_DIRECTIONS_: The answer must consist of every line from the entries that holds the word "front".

** GIVEN DATA follows **

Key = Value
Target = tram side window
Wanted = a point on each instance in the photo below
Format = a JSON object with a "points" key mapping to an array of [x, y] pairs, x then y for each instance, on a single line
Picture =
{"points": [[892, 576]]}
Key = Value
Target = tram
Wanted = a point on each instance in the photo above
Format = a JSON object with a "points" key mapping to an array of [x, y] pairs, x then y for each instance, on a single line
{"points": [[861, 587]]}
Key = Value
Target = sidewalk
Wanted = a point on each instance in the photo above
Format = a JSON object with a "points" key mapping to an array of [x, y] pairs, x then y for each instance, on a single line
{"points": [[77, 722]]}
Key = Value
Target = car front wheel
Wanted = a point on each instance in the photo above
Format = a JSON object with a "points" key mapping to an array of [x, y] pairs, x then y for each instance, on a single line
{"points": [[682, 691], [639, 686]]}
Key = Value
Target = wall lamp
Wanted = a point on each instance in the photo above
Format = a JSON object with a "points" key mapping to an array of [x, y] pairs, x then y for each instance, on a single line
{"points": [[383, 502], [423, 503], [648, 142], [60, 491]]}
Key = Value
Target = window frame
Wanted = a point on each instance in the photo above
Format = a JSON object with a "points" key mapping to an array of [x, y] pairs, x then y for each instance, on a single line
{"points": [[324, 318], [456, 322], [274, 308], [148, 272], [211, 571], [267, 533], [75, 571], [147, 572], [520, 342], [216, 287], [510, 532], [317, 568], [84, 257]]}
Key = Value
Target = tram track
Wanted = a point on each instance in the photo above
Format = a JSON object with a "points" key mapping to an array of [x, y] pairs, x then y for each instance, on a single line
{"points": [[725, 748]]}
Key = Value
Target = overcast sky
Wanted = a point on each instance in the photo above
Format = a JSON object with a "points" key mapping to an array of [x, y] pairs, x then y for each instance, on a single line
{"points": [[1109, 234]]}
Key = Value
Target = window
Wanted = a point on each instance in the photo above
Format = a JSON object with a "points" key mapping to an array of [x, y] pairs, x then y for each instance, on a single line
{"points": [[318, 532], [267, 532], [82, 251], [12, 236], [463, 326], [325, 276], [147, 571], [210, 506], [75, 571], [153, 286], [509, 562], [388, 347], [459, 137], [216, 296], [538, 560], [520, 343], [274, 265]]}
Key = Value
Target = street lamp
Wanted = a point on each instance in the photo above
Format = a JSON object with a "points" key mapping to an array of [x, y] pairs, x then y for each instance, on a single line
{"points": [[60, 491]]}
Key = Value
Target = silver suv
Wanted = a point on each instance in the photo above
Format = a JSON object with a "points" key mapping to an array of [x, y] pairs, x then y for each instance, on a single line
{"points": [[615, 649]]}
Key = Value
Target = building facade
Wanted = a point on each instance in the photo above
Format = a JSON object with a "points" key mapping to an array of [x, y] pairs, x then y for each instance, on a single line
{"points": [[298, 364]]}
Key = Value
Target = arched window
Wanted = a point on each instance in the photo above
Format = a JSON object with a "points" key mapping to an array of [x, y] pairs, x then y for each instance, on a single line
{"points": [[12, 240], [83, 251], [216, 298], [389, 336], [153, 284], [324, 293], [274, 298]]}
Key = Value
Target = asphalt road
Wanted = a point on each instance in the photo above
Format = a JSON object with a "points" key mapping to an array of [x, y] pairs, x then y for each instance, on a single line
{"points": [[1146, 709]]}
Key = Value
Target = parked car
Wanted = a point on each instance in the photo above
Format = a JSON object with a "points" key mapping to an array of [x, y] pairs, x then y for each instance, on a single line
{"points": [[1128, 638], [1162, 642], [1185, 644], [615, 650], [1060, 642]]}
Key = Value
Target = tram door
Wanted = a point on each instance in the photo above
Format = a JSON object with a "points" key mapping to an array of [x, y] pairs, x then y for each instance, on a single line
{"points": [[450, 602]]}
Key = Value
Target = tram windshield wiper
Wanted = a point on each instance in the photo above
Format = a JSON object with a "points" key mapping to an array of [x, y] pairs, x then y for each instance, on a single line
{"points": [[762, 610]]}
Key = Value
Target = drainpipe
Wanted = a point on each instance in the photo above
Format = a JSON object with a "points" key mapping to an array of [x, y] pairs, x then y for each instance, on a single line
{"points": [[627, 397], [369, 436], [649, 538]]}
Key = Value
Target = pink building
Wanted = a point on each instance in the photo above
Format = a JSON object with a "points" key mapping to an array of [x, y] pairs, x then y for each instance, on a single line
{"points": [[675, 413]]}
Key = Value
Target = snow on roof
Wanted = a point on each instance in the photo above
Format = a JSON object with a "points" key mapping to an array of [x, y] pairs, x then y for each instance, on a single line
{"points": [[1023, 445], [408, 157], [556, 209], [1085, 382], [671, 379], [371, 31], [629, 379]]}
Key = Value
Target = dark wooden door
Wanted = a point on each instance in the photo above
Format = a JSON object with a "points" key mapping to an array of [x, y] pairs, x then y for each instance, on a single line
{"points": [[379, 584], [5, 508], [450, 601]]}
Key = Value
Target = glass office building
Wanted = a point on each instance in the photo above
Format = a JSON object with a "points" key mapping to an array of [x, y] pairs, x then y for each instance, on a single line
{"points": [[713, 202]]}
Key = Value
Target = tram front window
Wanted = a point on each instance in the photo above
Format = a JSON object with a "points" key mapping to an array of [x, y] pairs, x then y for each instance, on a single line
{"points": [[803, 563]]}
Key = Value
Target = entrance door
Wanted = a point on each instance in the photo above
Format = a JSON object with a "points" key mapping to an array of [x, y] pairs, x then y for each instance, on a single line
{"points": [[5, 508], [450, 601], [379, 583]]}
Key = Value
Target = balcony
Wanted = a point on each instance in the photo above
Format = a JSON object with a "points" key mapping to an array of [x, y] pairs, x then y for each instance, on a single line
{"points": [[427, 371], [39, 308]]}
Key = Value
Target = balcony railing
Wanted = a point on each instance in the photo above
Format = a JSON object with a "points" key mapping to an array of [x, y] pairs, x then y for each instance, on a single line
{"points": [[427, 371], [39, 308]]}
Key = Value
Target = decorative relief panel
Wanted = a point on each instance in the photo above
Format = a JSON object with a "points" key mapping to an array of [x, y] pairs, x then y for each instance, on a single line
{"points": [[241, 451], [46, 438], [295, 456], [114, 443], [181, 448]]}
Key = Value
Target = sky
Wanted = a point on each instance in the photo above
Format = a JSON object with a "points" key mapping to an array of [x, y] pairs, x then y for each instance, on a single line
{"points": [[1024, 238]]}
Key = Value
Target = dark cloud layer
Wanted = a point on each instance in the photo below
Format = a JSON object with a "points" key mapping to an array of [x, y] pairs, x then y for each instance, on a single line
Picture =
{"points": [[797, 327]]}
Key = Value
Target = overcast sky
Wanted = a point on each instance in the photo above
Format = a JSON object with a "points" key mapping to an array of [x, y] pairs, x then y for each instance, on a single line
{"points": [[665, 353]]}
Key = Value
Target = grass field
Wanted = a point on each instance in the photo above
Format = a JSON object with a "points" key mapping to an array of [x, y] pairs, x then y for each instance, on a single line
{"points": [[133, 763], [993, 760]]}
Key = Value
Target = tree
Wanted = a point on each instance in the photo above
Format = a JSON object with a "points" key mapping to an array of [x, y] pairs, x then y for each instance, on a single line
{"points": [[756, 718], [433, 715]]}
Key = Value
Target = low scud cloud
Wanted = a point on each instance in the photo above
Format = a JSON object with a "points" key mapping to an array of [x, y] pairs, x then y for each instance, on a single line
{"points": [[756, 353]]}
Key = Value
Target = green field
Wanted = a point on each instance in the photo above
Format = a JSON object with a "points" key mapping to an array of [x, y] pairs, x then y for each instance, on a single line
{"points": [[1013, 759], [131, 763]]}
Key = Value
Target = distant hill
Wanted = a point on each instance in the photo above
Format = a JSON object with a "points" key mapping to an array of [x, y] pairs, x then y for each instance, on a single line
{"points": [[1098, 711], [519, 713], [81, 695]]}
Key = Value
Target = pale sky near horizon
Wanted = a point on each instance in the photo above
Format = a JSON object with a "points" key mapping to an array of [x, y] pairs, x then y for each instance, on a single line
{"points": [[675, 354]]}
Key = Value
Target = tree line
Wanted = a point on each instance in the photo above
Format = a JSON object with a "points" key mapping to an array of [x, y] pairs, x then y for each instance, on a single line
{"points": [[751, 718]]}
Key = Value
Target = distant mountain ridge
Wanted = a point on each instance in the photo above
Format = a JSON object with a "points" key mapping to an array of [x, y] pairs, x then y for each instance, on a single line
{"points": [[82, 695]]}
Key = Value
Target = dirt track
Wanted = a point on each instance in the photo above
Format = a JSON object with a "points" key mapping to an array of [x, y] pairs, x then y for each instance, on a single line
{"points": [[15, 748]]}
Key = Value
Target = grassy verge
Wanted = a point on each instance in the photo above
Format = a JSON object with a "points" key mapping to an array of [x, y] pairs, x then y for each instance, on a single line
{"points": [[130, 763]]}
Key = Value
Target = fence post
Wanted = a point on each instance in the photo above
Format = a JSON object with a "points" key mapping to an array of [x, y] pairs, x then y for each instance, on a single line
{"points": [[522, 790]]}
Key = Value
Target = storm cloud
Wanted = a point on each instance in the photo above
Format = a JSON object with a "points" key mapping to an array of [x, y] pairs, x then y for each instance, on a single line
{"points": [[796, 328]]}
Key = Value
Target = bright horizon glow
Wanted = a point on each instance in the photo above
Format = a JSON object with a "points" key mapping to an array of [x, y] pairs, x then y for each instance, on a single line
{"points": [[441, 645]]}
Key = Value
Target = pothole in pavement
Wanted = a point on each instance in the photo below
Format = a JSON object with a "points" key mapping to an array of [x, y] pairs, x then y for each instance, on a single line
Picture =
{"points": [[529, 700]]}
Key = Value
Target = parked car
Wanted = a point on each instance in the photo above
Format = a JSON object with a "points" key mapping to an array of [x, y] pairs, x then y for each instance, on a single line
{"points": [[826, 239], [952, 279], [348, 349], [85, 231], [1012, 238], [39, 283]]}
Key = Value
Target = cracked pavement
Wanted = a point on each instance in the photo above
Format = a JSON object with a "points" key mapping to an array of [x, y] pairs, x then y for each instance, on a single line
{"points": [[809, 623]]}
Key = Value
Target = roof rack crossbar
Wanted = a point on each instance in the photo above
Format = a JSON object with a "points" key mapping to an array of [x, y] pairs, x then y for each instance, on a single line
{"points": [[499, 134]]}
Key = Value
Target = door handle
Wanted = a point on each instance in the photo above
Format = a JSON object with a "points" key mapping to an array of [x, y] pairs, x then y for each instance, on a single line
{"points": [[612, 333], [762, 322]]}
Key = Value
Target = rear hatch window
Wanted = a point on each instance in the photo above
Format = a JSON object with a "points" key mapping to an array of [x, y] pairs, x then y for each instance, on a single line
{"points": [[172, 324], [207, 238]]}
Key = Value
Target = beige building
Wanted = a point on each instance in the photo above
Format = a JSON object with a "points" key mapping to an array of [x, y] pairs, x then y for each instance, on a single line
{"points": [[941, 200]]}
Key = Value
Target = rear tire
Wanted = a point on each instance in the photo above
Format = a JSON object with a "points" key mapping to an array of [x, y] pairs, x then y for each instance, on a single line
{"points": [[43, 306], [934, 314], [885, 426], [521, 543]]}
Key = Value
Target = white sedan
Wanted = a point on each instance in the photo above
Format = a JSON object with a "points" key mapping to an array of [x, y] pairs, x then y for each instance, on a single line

** End of GIVEN DATA **

_RESPONSE_:
Target = car front wheel
Target = tram front window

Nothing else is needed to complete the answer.